大工になった話

●はじめに

 こんにちは。だいきです。2021年7月9日付けで空間デザインの会社を退職致しました。僕が前職でやっていたのは商空間の内装設計です。業務は毎日得られるものがあり、楽しい内容のものばかりでしたが、前回の記事(https://note.com/daiki199577/n/nf3594ff5cb46)に記載してあるように、社長が強制残業マンであることと、徹夜や休日出勤が頻繁にあるのに残業手当が一切出ないこと、お局が気持ち悪すぎたことにより、仕方なく退職致しました。

●どのように就職先を探したのか

 激務であったため、内定先を決めてからの退職という動きができませんでした。その為、次の就職先は退職してから探すことになります。「次は何をしようかな…」と考えていたものの、月に80時間残業していたのが続いたりしたことなど、前職の労働環境があまりにも酷かったため、反動で残業という言葉には敏感になっていました。月30時間の残業ですら少ないと思えるようになってしまったことなど、人間の身体はブラックにも順応してしまう恐ろしさに身震いしました 。就職先を探す上で1番意識していたのはこれでした。

         見なし残業制の会社ではないこと


 僕の前職は見なし残業制の会社です。前述にあるように、前回の記事でも表記しましたが、見なし残業とは、月給に想定された残業時間分の残業代を含んでいる給与体系のことです。その為、月に想定された分の残業を強いてくる癖に超過分は一切支払わないというクソ制度です。本当は超過分の残業代は支払わないと違法になりますが、見なし残業にすれば杜撰な勤怠管理により、いくらでも残業をなかったことに出来ます。その為、超過分の支払いがなくても言い逃れができてしまう上に社員を酷使し放題という、会社にとって超有利な制度となっております。「超過分は支払いたくないからなるべく早く帰ってね!」という業務体系なら転職は考えなかったかもしれませんが、社長が想定時間分の残業を強いてくる残業マンなので(その癖僕が徹夜して作業を終わらせたとき、残業しろなど言ってないとかほざきだすので気持ち悪かった)、入社してから3ヶ月くらいでいつここから逃げ出すか考えていました。

★ ★ ★ ★

**やること:** 大工への転職を語るページ本文を、最後の文の直後から引き継いで書き進めること。 エントリはこの作業とは関係がない。

★ ★ ★ ★

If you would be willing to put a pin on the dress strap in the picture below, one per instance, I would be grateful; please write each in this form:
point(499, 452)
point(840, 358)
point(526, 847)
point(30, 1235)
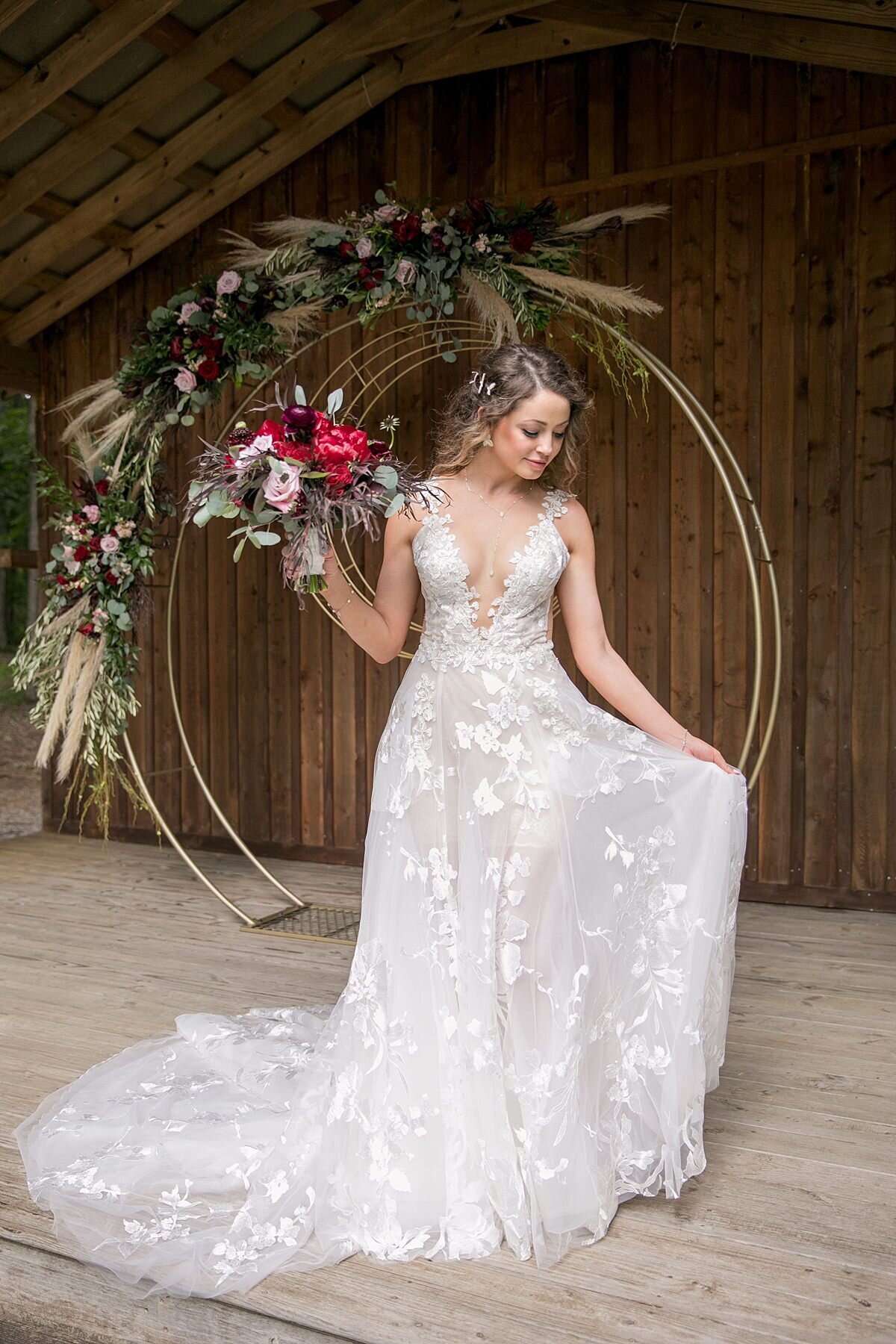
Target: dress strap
point(555, 502)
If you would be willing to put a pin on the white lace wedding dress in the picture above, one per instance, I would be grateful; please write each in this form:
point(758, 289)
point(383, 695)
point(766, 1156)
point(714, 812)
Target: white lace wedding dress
point(535, 1008)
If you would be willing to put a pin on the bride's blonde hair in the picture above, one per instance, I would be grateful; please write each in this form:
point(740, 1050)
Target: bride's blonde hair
point(516, 373)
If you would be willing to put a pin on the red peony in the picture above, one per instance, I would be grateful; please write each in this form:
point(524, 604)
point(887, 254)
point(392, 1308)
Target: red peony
point(521, 240)
point(300, 452)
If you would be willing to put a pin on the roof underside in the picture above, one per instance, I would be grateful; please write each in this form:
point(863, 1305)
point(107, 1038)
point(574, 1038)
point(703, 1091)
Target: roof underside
point(124, 124)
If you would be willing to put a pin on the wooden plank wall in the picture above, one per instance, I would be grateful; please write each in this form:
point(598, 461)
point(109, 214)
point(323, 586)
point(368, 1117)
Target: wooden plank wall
point(778, 281)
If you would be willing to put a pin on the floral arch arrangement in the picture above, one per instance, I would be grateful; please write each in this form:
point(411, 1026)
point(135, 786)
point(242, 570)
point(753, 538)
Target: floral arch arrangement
point(516, 272)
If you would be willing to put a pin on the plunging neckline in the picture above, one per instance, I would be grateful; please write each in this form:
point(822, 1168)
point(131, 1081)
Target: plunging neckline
point(472, 594)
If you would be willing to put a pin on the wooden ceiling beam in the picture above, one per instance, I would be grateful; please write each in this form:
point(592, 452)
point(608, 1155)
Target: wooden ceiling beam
point(408, 65)
point(371, 26)
point(60, 70)
point(872, 50)
point(73, 111)
point(141, 100)
point(529, 42)
point(169, 37)
point(13, 10)
point(880, 13)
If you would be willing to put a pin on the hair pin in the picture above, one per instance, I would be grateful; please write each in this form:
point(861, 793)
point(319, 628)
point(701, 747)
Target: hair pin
point(482, 385)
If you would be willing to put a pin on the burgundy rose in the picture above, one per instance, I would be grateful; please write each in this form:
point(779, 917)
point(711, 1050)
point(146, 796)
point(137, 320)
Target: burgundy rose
point(297, 418)
point(408, 228)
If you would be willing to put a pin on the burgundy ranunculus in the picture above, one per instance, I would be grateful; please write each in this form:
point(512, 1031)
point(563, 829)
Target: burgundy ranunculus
point(296, 418)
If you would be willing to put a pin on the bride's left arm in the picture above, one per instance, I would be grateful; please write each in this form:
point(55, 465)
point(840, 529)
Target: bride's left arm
point(595, 658)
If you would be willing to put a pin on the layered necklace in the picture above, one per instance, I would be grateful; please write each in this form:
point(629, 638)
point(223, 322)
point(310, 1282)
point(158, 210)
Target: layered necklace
point(500, 512)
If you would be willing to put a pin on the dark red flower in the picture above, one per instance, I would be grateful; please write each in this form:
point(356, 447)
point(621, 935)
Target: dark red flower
point(296, 418)
point(406, 228)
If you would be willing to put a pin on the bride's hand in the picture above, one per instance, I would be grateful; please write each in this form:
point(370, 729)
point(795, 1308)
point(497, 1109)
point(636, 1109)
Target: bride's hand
point(706, 752)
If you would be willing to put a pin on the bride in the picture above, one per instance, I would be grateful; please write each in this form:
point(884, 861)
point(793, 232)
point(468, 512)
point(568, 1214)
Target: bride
point(539, 995)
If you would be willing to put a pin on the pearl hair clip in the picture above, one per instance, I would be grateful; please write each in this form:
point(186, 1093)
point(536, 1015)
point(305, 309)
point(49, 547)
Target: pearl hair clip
point(481, 383)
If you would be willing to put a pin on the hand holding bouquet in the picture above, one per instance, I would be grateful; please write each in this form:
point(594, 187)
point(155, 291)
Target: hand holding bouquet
point(296, 479)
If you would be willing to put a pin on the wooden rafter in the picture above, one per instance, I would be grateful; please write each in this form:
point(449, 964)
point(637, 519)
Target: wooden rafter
point(368, 27)
point(408, 65)
point(788, 38)
point(169, 37)
point(143, 100)
point(77, 58)
point(528, 42)
point(13, 10)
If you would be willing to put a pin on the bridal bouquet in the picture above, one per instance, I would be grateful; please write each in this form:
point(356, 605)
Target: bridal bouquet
point(297, 477)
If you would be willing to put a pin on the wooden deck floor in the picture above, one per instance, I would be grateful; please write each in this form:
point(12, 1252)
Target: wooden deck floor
point(788, 1236)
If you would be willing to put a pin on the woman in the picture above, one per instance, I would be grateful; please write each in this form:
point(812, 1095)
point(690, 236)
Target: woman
point(539, 995)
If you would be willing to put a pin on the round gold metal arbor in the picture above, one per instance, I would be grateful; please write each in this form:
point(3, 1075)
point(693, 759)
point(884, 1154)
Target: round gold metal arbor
point(405, 352)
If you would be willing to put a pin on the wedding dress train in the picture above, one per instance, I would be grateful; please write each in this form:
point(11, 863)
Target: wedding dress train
point(534, 1012)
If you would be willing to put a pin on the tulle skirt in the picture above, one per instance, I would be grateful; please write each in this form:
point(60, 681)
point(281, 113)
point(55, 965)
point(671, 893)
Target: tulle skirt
point(535, 1009)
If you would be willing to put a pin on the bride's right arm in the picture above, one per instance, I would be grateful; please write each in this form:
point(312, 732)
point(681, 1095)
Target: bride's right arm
point(379, 629)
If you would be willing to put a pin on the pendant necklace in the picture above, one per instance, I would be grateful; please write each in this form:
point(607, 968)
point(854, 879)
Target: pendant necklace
point(500, 512)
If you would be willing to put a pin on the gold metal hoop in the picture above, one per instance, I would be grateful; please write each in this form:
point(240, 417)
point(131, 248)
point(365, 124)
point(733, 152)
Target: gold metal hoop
point(331, 925)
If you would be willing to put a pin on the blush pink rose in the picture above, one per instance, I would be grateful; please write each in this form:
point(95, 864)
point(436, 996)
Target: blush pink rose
point(282, 487)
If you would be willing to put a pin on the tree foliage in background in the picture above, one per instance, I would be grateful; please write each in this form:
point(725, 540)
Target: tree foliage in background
point(16, 455)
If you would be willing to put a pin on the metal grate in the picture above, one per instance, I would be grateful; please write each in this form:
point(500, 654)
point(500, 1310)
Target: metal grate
point(321, 924)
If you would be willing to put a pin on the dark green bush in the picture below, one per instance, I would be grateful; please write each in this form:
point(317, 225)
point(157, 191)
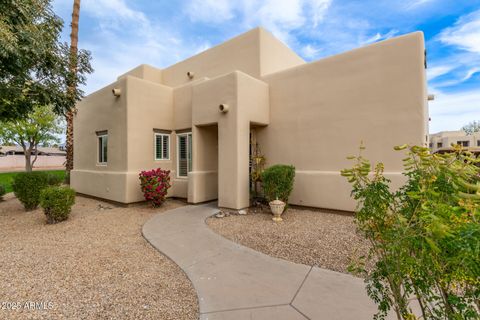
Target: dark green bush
point(3, 190)
point(54, 180)
point(27, 187)
point(277, 182)
point(57, 203)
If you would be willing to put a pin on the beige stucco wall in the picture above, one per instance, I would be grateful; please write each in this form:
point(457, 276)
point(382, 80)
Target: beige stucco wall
point(247, 100)
point(309, 115)
point(320, 112)
point(275, 55)
point(240, 53)
point(146, 72)
point(97, 112)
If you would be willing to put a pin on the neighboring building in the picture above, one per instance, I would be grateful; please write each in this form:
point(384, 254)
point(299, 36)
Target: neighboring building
point(442, 141)
point(13, 158)
point(195, 118)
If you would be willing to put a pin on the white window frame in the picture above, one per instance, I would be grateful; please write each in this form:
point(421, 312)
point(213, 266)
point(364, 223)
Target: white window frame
point(155, 135)
point(189, 137)
point(100, 151)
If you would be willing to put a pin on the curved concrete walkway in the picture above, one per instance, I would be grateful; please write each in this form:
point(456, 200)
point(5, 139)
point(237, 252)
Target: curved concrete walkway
point(235, 282)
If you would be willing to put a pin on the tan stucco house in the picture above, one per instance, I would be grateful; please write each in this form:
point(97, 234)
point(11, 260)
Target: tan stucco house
point(196, 118)
point(442, 141)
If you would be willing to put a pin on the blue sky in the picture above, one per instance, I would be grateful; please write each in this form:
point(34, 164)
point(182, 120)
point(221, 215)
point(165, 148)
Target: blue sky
point(122, 34)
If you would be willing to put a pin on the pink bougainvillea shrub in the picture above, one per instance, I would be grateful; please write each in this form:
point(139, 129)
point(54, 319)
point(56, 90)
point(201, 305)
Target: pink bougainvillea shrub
point(155, 184)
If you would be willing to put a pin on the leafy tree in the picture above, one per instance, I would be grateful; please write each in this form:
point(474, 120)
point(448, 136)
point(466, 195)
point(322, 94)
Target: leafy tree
point(41, 126)
point(472, 127)
point(34, 64)
point(425, 237)
point(73, 84)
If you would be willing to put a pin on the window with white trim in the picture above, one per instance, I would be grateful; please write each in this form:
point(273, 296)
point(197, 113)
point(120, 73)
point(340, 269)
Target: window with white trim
point(162, 146)
point(102, 148)
point(184, 154)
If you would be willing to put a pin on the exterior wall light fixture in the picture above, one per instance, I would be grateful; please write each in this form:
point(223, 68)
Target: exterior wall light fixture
point(223, 108)
point(116, 92)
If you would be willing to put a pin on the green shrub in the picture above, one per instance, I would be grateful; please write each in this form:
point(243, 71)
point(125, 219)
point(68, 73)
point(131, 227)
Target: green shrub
point(54, 180)
point(425, 237)
point(27, 187)
point(57, 203)
point(277, 182)
point(3, 190)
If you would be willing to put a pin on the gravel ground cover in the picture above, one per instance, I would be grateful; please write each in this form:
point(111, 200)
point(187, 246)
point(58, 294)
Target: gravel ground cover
point(326, 240)
point(96, 265)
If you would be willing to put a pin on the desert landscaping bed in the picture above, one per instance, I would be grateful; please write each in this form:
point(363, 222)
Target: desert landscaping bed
point(314, 238)
point(96, 265)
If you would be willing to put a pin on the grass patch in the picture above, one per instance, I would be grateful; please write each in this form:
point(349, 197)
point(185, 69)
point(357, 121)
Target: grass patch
point(6, 178)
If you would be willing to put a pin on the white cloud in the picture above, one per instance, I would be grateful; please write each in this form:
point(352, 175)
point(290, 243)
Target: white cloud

★ ★ ★ ★

**出力:**
 見なし残業制の会社を転職先の候補から除外していた理由は、前職ではこのようなことがあったためです。しかし、転職サイトを見ていると、転職サイトは見なし残業の企業が多いことに驚愕します。「うわ…、見なしばっかだな、、、ちゃんと残業代払ってないんだろうなあ…」と反射的に思ってしまう訳です。1度空間デザイン系の企業から声をかけて頂いたことがあるのですが、そこも見なし残業制なので、僕はちゃんと超過分の残業代は出るのか問い合わせたら

         「超過分の支払いはないです」

という返答がきたのは流石に腹抱えて笑いました。清々しいまでの求人詐欺です。本当に気持ち悪いです。

 昨年の2月に1度だけ近所のお店の施工管理に入っていたことがあったことを思い出しました。そのときに電気屋さんとクロス屋さんの相手をしていました。電気をどのように通し、LED内照式のカルシウムプラスチック文字がどのように光るのか、クロスは上手く貼れているか、など職人さんを相手にぎこちない会話であったものの施工管理を着々と進めていました。

「職人か…」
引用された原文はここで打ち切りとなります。